_MATERIAL FOR THIS EXERCISE:_
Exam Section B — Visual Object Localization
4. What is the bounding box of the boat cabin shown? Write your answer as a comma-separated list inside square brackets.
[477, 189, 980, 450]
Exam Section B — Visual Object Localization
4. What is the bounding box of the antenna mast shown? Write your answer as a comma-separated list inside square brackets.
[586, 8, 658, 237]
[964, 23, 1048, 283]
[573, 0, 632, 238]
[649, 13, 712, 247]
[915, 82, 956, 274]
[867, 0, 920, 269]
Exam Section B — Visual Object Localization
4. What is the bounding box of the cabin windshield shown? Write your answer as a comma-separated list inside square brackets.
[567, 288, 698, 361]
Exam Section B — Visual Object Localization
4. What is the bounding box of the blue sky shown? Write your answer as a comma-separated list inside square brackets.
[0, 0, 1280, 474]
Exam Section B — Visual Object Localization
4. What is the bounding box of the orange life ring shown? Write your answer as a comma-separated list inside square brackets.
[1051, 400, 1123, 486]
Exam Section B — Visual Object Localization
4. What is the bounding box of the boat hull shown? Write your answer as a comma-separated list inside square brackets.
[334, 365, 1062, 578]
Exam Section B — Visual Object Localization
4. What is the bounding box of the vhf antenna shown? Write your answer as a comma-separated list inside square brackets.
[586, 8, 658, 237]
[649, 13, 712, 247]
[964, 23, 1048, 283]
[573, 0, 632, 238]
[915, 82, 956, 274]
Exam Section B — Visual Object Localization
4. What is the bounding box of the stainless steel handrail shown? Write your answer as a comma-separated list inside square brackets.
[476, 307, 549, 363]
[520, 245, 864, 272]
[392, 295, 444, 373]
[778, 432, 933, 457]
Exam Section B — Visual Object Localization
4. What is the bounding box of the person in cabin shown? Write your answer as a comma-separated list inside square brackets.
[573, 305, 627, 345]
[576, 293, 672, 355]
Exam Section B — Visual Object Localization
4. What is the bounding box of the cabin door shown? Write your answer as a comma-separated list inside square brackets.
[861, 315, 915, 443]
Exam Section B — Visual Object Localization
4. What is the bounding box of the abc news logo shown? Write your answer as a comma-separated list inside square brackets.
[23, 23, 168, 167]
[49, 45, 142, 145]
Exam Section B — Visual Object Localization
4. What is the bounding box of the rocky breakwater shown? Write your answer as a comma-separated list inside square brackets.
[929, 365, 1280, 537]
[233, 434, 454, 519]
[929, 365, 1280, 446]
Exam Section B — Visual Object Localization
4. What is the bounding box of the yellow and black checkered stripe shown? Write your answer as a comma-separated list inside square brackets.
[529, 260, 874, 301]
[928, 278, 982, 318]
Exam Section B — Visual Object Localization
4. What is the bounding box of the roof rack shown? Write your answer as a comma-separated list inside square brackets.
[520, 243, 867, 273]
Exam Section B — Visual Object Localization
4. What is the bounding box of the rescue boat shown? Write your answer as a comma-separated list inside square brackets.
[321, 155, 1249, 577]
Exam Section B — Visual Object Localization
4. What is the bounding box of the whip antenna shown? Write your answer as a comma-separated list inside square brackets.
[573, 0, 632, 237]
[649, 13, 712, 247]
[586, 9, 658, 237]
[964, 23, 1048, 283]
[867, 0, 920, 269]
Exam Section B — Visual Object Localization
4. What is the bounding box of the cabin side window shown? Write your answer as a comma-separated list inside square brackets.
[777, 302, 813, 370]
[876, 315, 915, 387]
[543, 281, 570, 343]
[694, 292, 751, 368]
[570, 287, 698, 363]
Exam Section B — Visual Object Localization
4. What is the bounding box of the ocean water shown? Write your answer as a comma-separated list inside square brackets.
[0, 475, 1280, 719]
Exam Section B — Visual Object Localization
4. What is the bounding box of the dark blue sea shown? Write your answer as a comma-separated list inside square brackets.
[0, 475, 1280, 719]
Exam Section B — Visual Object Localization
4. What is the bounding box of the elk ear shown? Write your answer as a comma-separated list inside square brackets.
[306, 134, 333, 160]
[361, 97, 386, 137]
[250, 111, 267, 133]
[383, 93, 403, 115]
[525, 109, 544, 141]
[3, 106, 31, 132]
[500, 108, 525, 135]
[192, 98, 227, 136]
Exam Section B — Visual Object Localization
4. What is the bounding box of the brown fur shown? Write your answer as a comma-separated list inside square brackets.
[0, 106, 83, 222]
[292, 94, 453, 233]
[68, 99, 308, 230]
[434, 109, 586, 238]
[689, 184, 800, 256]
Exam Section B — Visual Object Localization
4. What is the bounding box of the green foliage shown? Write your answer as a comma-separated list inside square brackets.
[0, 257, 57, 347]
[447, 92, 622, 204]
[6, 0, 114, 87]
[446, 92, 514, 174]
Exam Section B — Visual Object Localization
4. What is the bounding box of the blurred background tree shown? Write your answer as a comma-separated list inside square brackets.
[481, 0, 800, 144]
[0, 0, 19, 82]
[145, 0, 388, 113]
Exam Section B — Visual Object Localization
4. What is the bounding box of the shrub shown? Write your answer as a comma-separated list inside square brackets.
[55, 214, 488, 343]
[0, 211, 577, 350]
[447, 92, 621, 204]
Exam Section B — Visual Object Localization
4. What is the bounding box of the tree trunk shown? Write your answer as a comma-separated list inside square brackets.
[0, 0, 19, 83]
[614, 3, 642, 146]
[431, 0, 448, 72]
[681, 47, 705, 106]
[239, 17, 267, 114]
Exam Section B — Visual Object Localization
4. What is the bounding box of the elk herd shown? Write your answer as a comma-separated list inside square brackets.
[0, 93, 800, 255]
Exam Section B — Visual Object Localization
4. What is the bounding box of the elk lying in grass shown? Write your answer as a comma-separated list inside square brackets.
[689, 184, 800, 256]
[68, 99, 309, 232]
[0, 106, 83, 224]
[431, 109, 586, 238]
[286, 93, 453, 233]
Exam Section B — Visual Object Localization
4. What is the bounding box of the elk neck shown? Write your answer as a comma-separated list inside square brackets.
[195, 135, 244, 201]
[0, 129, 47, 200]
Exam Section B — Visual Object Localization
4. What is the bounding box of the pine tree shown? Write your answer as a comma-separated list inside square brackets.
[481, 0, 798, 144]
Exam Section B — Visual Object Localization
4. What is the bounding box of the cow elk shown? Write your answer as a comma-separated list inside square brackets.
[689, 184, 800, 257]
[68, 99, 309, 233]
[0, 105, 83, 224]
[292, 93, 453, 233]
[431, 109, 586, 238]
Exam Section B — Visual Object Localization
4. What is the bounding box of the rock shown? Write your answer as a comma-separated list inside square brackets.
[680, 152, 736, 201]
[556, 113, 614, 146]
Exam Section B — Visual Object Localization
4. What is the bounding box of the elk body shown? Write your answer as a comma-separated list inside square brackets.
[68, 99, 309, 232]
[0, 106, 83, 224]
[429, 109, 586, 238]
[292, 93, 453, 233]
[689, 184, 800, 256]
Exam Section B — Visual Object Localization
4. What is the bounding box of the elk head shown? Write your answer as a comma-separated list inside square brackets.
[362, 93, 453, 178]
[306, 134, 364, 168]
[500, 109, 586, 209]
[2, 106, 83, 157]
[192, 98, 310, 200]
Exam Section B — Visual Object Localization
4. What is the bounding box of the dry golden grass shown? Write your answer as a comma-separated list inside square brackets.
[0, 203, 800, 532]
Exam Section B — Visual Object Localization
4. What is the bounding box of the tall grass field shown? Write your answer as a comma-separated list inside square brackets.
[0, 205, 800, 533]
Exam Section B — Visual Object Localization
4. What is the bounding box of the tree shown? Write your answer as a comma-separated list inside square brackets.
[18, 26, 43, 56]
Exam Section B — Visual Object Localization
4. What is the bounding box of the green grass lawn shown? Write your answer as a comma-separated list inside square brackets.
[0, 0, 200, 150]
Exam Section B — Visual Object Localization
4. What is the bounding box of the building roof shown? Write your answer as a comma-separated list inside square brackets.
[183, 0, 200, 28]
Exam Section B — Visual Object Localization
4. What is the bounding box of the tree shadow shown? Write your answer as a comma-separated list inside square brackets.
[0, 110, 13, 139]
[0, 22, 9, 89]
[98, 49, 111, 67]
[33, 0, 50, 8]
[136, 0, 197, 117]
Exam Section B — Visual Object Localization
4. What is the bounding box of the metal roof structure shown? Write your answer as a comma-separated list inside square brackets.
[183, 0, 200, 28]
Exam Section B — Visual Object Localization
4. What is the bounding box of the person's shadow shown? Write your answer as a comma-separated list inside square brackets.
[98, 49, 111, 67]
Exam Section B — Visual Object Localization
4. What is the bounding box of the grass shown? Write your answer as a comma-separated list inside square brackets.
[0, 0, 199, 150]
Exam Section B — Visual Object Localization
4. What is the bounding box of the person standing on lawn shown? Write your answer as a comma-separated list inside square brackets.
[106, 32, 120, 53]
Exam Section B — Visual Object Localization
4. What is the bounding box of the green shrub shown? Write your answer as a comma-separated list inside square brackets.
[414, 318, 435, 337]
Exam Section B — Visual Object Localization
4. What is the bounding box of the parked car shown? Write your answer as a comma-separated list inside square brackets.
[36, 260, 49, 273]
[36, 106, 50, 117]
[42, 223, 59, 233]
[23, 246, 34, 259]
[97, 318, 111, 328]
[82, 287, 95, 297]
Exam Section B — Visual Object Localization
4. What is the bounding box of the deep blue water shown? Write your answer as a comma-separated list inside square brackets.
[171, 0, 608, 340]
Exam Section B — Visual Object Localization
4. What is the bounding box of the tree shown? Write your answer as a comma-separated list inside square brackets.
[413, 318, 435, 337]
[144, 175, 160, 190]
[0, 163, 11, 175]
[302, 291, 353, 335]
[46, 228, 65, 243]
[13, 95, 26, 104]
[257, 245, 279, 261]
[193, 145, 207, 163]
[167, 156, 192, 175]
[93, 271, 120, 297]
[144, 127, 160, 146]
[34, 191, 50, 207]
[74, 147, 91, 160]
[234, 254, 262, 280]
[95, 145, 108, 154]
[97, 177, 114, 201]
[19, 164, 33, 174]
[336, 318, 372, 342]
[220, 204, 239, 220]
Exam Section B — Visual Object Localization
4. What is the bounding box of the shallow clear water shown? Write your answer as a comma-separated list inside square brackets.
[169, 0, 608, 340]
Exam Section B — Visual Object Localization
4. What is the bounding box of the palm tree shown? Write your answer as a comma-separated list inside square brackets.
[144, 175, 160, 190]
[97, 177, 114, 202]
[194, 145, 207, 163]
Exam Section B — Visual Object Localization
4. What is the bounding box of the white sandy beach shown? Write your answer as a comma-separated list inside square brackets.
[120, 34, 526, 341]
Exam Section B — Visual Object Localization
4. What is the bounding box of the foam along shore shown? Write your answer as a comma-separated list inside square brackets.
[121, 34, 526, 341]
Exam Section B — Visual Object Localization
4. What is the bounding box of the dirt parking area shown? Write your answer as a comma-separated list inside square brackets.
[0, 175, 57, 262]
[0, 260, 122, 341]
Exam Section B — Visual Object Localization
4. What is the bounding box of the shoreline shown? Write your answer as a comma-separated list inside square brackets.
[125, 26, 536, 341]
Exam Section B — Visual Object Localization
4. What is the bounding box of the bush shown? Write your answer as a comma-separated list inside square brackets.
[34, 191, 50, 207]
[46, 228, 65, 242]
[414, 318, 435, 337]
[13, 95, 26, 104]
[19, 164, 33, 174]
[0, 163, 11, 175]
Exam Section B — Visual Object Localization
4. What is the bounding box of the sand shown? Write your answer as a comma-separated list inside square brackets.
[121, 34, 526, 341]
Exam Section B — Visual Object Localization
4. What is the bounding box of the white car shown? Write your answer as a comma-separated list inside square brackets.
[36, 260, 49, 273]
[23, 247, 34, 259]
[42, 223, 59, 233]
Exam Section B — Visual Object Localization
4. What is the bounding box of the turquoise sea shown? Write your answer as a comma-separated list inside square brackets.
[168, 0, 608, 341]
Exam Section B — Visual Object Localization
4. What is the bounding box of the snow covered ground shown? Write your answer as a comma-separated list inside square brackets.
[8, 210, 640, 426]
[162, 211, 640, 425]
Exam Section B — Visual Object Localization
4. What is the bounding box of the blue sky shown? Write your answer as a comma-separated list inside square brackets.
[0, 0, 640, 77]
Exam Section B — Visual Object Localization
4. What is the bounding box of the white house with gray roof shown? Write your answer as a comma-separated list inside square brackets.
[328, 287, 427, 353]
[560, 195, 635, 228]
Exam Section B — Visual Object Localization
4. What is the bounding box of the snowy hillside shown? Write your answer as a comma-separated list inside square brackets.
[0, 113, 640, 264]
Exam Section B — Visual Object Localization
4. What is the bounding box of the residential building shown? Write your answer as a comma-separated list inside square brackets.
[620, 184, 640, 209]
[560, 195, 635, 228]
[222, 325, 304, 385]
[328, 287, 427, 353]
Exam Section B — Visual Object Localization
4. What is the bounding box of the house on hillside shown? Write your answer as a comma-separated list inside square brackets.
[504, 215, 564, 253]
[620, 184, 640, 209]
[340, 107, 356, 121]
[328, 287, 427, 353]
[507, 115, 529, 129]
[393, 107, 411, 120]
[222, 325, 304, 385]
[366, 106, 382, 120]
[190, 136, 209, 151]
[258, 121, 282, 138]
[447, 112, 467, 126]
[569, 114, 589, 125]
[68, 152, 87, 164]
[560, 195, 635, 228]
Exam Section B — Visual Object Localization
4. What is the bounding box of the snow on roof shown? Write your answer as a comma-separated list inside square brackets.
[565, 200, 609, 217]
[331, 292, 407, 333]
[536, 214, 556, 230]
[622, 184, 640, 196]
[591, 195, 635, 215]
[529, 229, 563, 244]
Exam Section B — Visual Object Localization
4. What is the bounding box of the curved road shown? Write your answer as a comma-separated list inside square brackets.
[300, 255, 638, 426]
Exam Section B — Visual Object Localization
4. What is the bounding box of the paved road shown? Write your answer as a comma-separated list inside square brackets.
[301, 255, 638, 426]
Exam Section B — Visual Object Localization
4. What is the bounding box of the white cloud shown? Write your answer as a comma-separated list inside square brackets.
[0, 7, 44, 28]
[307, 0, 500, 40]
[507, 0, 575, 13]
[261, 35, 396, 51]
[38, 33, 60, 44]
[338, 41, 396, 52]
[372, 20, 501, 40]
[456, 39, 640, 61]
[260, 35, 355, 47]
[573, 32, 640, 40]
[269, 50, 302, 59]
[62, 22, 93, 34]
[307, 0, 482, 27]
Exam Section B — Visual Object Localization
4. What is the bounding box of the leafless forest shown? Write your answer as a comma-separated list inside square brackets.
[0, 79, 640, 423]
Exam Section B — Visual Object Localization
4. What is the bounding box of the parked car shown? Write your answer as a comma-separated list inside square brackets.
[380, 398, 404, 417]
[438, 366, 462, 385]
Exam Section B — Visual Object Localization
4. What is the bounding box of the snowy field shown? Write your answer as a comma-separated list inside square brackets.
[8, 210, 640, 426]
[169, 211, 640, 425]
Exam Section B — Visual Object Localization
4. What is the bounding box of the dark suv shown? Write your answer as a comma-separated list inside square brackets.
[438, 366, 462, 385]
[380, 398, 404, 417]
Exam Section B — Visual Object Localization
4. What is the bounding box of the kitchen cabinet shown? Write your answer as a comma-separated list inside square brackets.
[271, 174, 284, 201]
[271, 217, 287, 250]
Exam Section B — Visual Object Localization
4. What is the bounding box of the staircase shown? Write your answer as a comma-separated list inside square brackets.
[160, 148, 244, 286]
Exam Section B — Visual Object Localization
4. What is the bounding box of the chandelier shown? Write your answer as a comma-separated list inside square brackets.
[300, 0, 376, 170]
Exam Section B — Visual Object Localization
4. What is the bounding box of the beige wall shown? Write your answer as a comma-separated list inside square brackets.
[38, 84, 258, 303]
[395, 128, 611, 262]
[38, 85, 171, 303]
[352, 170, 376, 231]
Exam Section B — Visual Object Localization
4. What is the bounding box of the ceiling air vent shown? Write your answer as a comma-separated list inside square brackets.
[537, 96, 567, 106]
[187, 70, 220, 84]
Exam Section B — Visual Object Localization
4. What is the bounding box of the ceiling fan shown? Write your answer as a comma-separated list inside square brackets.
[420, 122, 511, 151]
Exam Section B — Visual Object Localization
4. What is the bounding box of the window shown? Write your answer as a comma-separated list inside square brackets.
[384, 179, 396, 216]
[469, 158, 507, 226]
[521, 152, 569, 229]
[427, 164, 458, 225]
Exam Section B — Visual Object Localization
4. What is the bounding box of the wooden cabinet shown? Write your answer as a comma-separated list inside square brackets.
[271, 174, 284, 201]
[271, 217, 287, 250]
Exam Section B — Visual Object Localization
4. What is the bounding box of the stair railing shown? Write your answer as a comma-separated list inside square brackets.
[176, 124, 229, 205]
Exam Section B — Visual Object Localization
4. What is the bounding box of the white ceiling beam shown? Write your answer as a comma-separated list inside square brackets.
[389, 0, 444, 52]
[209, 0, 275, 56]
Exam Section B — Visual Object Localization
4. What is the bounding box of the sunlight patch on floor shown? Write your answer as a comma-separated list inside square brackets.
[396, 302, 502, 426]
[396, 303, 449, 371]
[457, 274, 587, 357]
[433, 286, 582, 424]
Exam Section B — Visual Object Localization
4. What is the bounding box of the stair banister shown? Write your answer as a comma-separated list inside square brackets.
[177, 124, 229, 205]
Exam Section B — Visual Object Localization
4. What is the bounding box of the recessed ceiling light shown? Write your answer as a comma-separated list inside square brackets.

_JOB:_
Count the lines above that contain the string "field", matching case exactly, and give only the number.

_EXERCISE ANSWER:_
2